# [Quoted text]
Wednesday, January 19, 2011

Better to Love...

And so the saying goes, "it is better to have loved then to never have loved at all."

He is 19 years old, recently heartbroken, but still very much in love. Here is the kicker, his ex-girlfriend was my best friend and 'he' is my younger brother. Let me explain...

Since the first day of 8th grade, A and I have been joint at the hip. We stood by each other all through high school and maintained a close relationship while I was 10,000 miles away in Israel for one year. When I came back home, we went out clubbing together, had sushi dates, etc. We were always there for each other.

Traveling back in time again, for my 15th birthday my parents took me to Mexico. It was my family and A. It was fun! The weather was beautiful and there is nothing like making memories with a friend, especially when you are abroad!

The day my family and I came home, my brother (the one who is currently 19 was 13) told me that he had a secret and I couldn't tell anyone. The secret was that A and he had kissed. They waited until I was asleep and hooked up behind my back.

Fine. I let it go. Fast forward to a year ago. I have been home for a few months and A and I are back to our nights out and sleepovers. I remember waking up in the middle of the night and she wasn't next to me. Early the next morning, she comes walking back into my bed in my brothers t-shirt.

# [Extracted information]
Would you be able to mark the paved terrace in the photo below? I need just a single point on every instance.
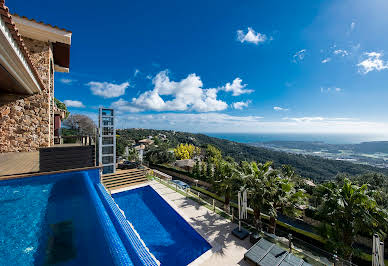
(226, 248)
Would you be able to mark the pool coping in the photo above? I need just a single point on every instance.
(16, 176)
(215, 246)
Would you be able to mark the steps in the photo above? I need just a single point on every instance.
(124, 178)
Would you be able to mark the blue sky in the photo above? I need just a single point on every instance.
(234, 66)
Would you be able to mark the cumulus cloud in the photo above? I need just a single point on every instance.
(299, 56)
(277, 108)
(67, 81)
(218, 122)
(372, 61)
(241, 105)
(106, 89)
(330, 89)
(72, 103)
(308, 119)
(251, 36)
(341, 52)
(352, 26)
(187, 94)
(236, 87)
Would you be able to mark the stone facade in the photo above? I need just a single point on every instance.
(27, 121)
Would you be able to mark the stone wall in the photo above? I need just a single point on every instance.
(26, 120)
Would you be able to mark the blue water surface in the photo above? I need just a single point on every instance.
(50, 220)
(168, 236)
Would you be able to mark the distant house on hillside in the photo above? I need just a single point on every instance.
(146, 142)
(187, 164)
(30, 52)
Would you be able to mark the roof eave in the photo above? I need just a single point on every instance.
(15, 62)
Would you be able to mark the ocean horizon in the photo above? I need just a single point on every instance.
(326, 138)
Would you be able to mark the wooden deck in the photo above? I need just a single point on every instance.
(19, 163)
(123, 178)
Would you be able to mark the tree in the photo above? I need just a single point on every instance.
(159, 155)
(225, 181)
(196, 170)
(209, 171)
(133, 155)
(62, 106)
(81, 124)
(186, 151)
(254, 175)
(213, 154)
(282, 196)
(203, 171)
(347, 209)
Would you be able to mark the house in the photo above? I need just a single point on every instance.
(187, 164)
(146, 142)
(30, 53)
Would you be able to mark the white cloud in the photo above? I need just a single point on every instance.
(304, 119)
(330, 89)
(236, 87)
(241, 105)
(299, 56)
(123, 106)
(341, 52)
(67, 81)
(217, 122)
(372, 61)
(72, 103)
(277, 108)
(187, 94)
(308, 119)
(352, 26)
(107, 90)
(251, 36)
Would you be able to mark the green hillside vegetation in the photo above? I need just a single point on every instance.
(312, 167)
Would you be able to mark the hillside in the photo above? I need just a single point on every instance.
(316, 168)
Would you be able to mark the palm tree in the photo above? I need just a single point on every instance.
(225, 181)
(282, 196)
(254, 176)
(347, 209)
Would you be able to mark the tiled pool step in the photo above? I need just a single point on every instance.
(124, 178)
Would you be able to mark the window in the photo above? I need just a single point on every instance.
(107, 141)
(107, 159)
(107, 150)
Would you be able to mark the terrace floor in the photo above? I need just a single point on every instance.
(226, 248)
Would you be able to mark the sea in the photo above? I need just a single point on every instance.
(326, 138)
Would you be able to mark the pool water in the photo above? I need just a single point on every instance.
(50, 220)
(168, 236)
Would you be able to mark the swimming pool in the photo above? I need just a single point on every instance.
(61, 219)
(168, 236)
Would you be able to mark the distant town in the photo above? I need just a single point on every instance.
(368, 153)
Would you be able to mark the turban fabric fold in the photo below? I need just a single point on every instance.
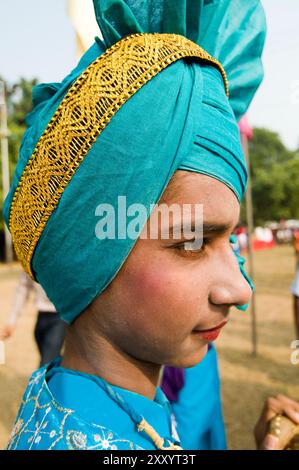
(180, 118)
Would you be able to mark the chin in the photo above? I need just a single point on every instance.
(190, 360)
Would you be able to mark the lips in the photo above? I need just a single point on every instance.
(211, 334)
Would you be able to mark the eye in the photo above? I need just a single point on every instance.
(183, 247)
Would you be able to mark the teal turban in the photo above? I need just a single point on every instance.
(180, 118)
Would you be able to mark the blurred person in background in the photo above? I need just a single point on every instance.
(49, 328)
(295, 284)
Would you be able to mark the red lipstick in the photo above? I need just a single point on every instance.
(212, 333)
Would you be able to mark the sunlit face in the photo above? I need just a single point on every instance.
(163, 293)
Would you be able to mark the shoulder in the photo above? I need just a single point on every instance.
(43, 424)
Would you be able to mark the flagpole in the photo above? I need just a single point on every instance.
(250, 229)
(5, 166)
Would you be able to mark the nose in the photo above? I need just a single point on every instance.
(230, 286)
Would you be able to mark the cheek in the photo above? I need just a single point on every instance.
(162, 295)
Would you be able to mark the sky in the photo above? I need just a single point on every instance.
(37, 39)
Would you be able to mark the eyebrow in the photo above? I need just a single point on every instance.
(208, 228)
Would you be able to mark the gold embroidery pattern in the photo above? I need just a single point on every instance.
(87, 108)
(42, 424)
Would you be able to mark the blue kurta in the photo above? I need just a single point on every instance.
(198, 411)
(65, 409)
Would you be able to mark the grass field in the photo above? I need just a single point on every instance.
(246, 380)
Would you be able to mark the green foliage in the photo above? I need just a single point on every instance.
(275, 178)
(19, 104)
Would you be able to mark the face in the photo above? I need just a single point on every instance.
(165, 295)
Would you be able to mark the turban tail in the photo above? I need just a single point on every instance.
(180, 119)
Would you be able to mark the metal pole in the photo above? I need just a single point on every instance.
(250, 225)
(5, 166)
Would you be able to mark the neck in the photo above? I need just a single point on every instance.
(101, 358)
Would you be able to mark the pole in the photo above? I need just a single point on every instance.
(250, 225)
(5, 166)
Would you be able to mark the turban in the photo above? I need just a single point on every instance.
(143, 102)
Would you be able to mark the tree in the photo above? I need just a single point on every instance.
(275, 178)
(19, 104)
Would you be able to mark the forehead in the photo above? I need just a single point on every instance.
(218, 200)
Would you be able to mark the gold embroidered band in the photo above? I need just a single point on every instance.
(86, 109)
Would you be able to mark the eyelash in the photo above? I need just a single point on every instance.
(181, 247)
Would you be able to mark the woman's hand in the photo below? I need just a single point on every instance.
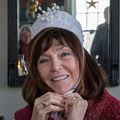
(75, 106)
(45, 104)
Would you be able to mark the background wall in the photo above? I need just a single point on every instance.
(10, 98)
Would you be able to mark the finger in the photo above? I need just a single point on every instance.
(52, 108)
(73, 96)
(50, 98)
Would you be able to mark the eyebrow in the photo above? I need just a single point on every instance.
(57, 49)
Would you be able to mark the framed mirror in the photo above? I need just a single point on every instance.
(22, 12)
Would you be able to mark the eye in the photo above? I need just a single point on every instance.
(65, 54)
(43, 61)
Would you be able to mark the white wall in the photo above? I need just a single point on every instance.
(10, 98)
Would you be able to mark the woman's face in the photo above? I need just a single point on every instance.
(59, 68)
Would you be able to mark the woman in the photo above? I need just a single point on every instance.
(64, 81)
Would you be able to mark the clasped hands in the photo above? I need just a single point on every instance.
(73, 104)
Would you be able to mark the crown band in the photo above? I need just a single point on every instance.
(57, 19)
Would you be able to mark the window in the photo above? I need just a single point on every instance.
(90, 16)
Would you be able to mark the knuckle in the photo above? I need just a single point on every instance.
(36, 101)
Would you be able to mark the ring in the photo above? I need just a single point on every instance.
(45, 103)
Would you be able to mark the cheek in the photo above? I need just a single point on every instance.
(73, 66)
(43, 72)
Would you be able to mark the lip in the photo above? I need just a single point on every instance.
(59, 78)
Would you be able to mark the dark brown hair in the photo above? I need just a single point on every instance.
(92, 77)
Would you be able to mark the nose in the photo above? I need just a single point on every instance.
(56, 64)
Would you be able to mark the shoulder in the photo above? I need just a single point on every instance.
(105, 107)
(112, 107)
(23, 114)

# [What to work on]
1. Add 113 to every coordinate in the answers across the stretch of the records from the line containing "Would you be able to mark the woman's face" through the end of the records, and write out that whole stretch again, requests included.
2. Carry on the blog post about the younger brother and the best friend from the point where it stops.
The text and the records have nothing to do with each other.

# [Answers for the exercise]
1.
Would you be able to mark the woman's face in the photo above? I need just a single point on every instance.
(172, 181)
Would you be able to mark the woman in the photo above? I need just a single point on every instance.
(177, 194)
Would you be able to mark the clasped hands in the photo above? I need just a single point on every instance.
(186, 217)
Would you be able to mark the crown band in the photo above? I need just a single point on every instance.
(170, 132)
Would you be able to mark the window in the photo above? I need just a single point on every instance.
(203, 129)
Would you be able to mark the knuckle in the photo above? I need just a single point on every instance.
(149, 214)
Would you be able to mark the ring in the photo above? I need just a single point on every instance.
(158, 216)
Would you be able to mark the cheek in the photo above? I need just a single point on every instance.
(186, 179)
(156, 185)
Would you be able to mark the lip in the photo above? I need just a single point on every instance.
(172, 191)
Would you be able to mark the dark brown hair in the photo above? I need just a single point on every instance.
(205, 190)
Would you be able to mark the nose in the photo above? I need just a single point on every instance.
(169, 177)
Would you be able to mark the shoulder in the photo above? I need just a single point on every instance.
(218, 220)
(225, 220)
(136, 227)

2.
She had slept with my brother. Next thing I know I...
 am browsing my Facebook and my news feed refreshes. It says the following: Eric is now in a relationship with A.

So in case you are confused, here is what happened. They kissed. They &^@%$#. They dated. All behind my back. I still stood by both of them. One, he is my flesh and blood and I will love my brother unconditionally. Two, she's my everything. It wasn't about my best friend dating my brother, I just wanted to be included.


Things weren't the same and still aren't. For better or for worse. Eric has become vulnerable and softer. He loves love and checks in with me every week or so just to say hi. That's different, but I love it. A and I have had a few hang-out sessions but the chit-chat was table-talk. We spoke about school, shoes and dipped our pinky toes into the relationships we are in. But honestly, there is only so much I want to hear about my brother intimately.

It was hard. But what hurt me the most was the secrecy. I am not one to get in the way of people liking each other. That's absurd. If the two of them were honest with me, I would have been on board the whole way. For my brother to date a friend of mine could have been fun. Regardless, I showed up for them. Or I'd like to think I did.

January 1, 2011 they broke up. How did I find out? My dad-- not her and not him. Still, I called them both. Eric was sweet and sad. He appreciated the call and has reached out to me since then. Two weeks later, and still not a word from A.

So now to the point of this blog. It is better to have loved then to never have loved at all. For Eric to have  been in love is a gift. For me to have had an 8 year-long friendship is also a gift. I would rather have had to go through the many obstacles to learn important lessons on communication, honesty and brevity than never have the experience.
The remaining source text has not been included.